_Excerto selecionado:_
• • • •
Portanto, isto não foi dito por uma pessoa qualquer, trata-se do Dr. Augusto Mateus, alguém por quem, tenho a certeza, tecnicamente o Sr. Ministro e todo o Governo se revêem em termos de rigor. E daí, na base deste estudo, mas não só, as propostas de alteração que o CDS apresenta e em relação às quais gostávamos de ter, para já, uma opinião preliminar de V. Ex.ª e a propósito das quais também eu, desde aqui, gostaria de agradecer ao Alvarino Pinheiro e ao José Manuel Rodrigues, respectivamente Presidentes do CDS/Açores e CDS/Madeira que nelas colaboraram com o conhecimento específico do que passa nas regiões.
E, por isso, Sr. Ministro — no espírito das nossas propostas, que depois melhor precisará o Sr. Deputado Diogo Feio —, eu gostaria de saber o que pensa do reforço do princípio da solidariedade nacional para que se refira não apenas às transferências orçamentais mas também ao Fundo de Coesão para as regiões ultraperiféricas.
O que pensa, Sr. Ministro, de uma nova regulamentação quanto à receita do IVA que deve incluir o imposto cobrado, mas também o imposto gerado nas regiões autónomas? E aqui saliento uma imprecisão de V. Ex.ª no discurso de há pouco para dizer que, ao contrário do que disse, em relação aos Açores e à Madeira, as taxas de IVA reduzido resultam de uma negociação do Estado português e da União Europeia, em 1986, e não de uma vontade das regiões autónomas, precisamente para combater a circunstância ultraperiférica das regiões autónomas, nomeadamente com os transportes.
O que pensa, Sr. Ministro, sobre um regime próprio e faseado em relação às transferências do IVA e o que pensa quanto à consideração, no cálculo do Fundo de Coesão, dos indicadores do poder de compra per capita e não do PIB, como consta da proposta do Governo? São aspectos que as nossas propostas de alteração traduzem e das quais dependerá o voto do CDS para que aquilo que, para já, poder ser um mero exercício de poder absoluto do Partido Socialista se transforme numa proposta mais alargada nesta Câmara.
Aplausos do CDS-PP.
O Sr. Presidente: — Para responder, tem a palavra o Sr. Ministro de Estado e das Finanças.
O Sr. Ministro de Estado e das Finanças: — Sr. Presidente, Srs. Deputados, gostaria de responder às questões que foram colocadas tornando muito claro que partilho da opinião avançada pelo Sr. Deputado Nuno Teixeira de Melo quando vincou o facto de que as Regiões Autónomas da Madeira e dos Açores são duas realidades muito distintas.
• • • •
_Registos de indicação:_

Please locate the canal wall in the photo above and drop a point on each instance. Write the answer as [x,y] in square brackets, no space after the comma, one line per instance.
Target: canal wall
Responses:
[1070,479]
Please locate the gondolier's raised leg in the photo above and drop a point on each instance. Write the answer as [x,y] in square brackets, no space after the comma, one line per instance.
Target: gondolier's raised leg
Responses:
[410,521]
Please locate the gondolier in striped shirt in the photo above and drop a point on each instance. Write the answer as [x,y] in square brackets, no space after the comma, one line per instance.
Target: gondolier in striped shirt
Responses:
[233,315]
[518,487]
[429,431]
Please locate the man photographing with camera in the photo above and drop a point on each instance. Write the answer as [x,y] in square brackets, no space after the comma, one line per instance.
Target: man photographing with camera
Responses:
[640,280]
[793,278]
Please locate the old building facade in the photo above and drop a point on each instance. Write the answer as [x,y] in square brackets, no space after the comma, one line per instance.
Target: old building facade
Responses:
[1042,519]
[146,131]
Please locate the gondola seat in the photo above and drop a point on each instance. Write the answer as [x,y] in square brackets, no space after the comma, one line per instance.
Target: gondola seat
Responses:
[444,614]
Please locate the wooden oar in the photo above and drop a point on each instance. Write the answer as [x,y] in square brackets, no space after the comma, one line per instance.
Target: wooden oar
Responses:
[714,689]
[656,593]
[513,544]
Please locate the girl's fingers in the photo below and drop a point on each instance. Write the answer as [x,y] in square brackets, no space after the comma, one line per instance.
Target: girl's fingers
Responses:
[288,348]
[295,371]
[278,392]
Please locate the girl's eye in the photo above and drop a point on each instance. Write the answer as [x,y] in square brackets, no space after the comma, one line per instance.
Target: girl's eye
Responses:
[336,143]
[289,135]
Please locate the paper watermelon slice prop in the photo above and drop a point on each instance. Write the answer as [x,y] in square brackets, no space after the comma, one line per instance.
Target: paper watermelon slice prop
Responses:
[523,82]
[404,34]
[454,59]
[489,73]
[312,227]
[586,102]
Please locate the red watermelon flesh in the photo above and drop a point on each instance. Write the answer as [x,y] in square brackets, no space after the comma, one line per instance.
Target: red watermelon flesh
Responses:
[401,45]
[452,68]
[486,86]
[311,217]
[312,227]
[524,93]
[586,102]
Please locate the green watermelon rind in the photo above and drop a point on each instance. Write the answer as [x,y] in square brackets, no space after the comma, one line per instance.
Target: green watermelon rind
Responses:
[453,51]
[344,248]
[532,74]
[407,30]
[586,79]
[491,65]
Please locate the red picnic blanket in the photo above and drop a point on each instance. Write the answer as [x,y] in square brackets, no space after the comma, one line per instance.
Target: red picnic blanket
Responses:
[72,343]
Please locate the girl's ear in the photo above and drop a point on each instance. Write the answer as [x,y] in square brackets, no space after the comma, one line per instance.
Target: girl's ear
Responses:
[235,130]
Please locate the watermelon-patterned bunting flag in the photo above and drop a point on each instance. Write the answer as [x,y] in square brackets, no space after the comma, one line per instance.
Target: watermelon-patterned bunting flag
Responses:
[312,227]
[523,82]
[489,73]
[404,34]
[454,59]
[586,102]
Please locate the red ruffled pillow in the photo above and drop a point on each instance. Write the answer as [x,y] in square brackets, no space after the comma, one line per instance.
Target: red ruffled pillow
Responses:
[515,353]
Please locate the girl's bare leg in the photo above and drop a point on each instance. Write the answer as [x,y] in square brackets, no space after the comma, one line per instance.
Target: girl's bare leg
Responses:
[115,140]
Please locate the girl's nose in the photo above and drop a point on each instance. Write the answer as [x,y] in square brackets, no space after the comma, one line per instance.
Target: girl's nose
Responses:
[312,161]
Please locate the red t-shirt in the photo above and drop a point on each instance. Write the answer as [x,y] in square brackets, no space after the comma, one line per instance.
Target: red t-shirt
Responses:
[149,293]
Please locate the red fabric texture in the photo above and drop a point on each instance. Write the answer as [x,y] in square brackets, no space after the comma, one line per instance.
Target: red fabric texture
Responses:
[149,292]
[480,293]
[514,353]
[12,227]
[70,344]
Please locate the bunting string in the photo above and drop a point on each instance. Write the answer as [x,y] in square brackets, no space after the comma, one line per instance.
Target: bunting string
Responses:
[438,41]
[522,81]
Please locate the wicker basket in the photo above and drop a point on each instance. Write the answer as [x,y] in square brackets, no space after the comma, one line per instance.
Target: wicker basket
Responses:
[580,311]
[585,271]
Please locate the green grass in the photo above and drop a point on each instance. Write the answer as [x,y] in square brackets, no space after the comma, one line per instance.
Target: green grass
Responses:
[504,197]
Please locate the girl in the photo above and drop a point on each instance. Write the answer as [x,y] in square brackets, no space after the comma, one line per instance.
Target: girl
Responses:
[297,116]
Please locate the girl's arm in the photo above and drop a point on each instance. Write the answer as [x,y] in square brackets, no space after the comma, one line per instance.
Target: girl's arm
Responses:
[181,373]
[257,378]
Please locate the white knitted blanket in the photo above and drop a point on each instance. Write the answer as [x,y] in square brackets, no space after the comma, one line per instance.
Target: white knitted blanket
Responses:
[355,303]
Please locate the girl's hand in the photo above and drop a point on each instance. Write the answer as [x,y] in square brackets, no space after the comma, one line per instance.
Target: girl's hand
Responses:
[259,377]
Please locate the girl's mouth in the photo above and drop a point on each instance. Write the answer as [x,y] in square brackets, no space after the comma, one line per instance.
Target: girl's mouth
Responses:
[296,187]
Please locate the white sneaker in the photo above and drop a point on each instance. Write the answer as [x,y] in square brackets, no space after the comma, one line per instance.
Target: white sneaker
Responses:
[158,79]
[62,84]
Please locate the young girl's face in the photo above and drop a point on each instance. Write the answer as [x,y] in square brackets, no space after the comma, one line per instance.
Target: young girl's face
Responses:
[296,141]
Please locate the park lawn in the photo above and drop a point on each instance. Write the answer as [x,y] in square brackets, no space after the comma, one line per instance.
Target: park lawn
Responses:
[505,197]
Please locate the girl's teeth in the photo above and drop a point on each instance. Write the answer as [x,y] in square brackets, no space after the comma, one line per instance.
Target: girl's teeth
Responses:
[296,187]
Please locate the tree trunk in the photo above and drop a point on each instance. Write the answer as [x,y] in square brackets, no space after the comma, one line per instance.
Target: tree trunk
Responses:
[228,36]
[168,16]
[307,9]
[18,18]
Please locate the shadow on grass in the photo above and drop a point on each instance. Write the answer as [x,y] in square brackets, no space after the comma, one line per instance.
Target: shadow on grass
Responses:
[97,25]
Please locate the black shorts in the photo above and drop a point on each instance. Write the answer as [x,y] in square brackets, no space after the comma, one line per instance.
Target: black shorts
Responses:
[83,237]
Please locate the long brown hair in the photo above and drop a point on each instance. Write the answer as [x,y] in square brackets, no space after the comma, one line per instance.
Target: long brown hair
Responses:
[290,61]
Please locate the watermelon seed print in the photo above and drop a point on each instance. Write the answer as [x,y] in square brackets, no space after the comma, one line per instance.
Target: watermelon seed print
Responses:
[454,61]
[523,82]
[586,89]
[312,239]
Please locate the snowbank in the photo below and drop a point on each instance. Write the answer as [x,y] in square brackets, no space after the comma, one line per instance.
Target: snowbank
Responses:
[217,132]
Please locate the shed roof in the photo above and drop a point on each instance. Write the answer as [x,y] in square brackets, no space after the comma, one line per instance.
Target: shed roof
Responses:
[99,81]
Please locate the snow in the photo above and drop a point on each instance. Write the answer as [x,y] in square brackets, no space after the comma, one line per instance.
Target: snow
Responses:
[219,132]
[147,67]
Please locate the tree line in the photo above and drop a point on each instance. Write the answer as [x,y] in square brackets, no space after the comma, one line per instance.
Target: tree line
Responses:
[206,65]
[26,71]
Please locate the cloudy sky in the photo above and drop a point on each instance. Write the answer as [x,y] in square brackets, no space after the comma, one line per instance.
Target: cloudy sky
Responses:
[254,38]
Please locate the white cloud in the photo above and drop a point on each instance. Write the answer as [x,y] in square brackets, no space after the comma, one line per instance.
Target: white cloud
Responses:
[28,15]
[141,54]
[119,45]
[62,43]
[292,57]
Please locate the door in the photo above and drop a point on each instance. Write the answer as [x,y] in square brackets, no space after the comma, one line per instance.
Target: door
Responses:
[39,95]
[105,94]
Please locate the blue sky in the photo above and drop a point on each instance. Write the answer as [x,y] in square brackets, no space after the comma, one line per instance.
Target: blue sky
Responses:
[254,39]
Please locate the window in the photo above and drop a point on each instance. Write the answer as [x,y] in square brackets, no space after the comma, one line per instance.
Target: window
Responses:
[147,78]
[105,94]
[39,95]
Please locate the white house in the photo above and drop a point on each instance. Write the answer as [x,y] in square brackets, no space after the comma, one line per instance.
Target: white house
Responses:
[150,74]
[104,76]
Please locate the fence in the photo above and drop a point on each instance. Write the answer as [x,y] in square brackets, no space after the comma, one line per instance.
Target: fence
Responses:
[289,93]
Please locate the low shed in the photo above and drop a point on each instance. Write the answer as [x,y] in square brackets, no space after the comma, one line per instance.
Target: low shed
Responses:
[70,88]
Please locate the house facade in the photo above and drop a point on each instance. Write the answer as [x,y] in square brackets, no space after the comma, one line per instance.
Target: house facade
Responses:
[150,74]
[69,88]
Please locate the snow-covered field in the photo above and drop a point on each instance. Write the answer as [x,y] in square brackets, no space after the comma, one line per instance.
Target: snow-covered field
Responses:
• • • •
_Tarefas propostas:_
1/ De acordo com o excerto, em que ano o Estado português e a União Europeia negociaram as taxas de IVA reduzido dos Açores e da Madeira?
2/ Extraia do excerto o trecho que começa em "O Sr. Ministro de Estado e das Finanças: —" e segue até "realidades muito distintas.".
As entradas constituem material à parte, independente do excerto.

_Respostas corretas:_
1/ Em 1986.

2/
O Sr. Ministro de Estado e das Finanças: — Sr. Presidente, Srs. Deputados, gostaria de responder às questões que foram colocadas tornando muito claro que partilho da opinião avançada pelo Sr. Deputado Nuno Teixeira de Melo quando vincou o facto de que as Regiões Autónomas da Madeira e dos Açores são duas realidades muito distintas.